## Tasks for this exercise
(A) In the aquarium thread, what will be the main feature of the planned tank?
(B) Condense the paragraph of the aquarium thread that begins "Tough call." into a short bulleted list that keeps its main points.
(C) Return the passage of the aquarium thread from "Oh, one thing" to "with the cube.", copied word for word.

# Corner Bow or Cube - part deux



## 2wheelsx2 (Apr 21, 2010)

Now that Munster has posted some awesome prices and I have convinced the wife to let me replace the 20 gallon, I'm resurrecting this poll I started before the site crash. The candidates are 30x30x24 cube (70 gallons) or 92 gallon corner bow.

I know some of you will say go for the 92 because it's bigger. Well, it's not, in terms of useable space, but because the tank will go in the corner of my living room, fit is a premium and if I go with a cube 30x 30x 24 is pushing it, and I might have to drop to a 24x24x24 cube (currently the 20 is 24x12x18H) so I am doubling my usable space at least.

Remember that the main feature of this tank will be plecos and secondarily, it will be planted lightly (not sure about CO2 injection yet).

Anyway, I'd like to hear some pros and cons. The ones I know of are:

Corner bow Pros:
1. space efficient
2. wow factor

Cons:
1. difficult to light
2. distortion for photos

Cube Pros:
1. Nice footprint
2. More width to aquascape
3. Way more lighting options

Cons:
1. difficult to position for viewing - juts out into room if facing out, or see corner edge is fitted into corner


----------



## 2wheelsx2 (Apr 21, 2010)

Oh, one thing I forgot is that the cube is cheaper, and the tops and stand will be cheaper too (I need to cover it to keep the kids from fishing).


----------



## target (Apr 21, 2010)

Tough call. I have a fondness for bows, but I also think it would look kinda cool to see a cube along 2 sides, even though you would see a corner seam. The stand would be able to be integrated right into the wall, creating a seamless look. For those reasons, and the ones you listed I think I have to go with the cube.


----------



## 2wheelsx2 (Apr 21, 2010)

I just voted for a cube myself.  Cheap is good. I'm thinking I might sump it too. If so, a cube would be more efficient that way also. Heck I can even use my current 20 gallon as the sump.


----------



## target (Apr 21, 2010)

LOL, looking good for the cube. Sumping it seems like a good option. Ok, I can start designing a stand. Canopy too right?


----------



## 2wheelsx2 (Apr 21, 2010)

target said:


> LOL, looking good for the cube. Sumping it seems like a good option. Ok, I can start designing a stand. Canopy too right?


If it's a cube then it'll have a canopy I think. But I'm still considering the MH suspended. Canopy with retro fit t5's would be a lot cheaper though, I think.

## Supplied information
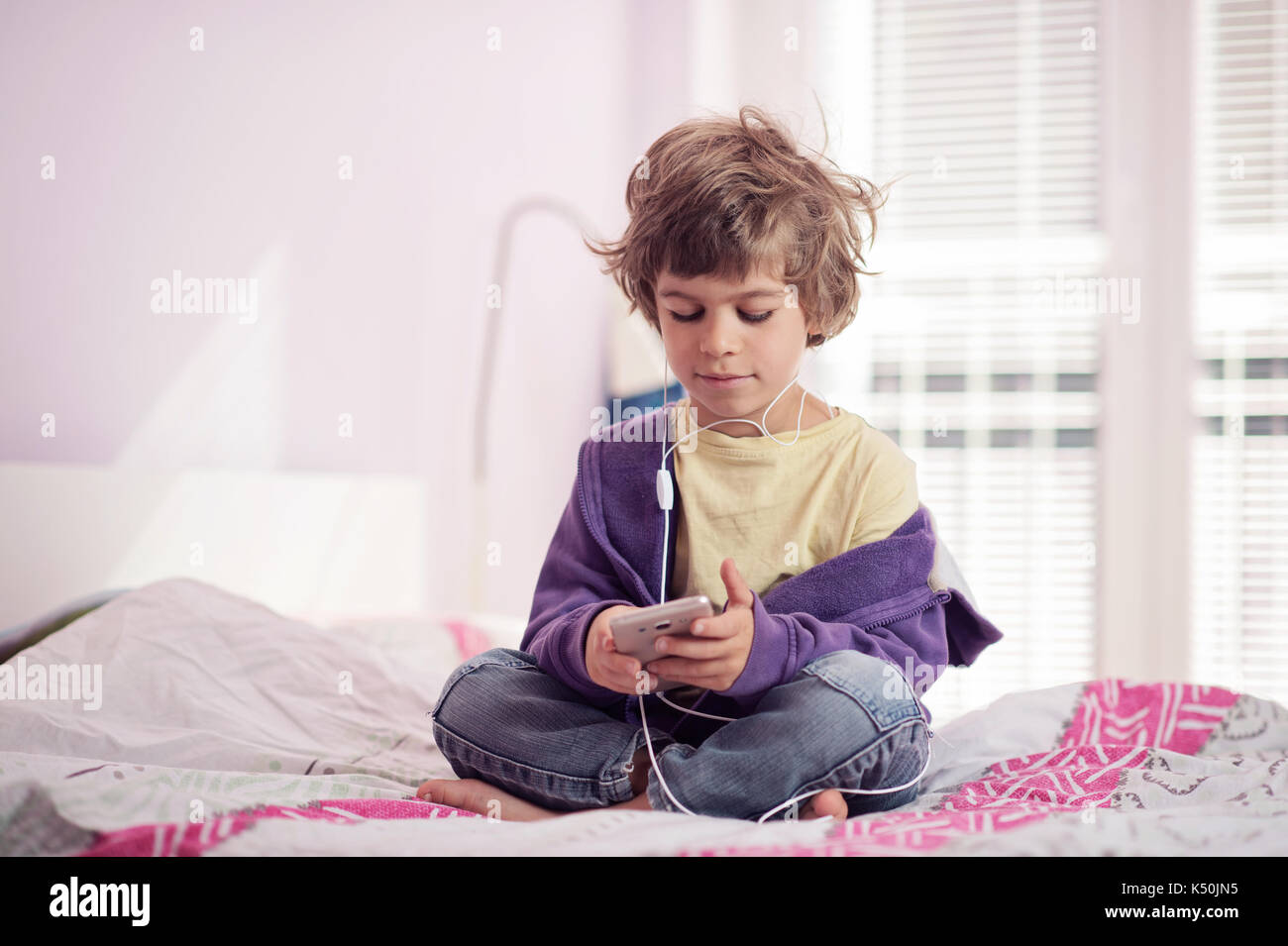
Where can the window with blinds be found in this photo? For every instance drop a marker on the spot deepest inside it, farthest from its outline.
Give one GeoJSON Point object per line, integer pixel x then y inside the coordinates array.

## Answers to the exercise
(A) Plecos will be the main feature of the tank.

(B)
- The writer has a fondness for bows.
- A cube along two sides could look cool, even with a visible corner seam.
- The stand could be built right into the wall for a seamless look.
- For these reasons and the ones already listed, the writer picks the cube.

(C)
Oh, one thing I forgot is that the cube is cheaper, and the tops and stand will be cheaper too (I need to cover it to keep the kids from fishing).


----------



## target (Apr 21, 2010)

Tough call. I have a fondness for bows, but I also think it would look kinda cool to see a cube along 2 sides, even though you would see a corner seam. The stand would be able to be integrated right into the wall, creating a seamless look. For those reasons, and the ones you listed I think I have to go with the cube.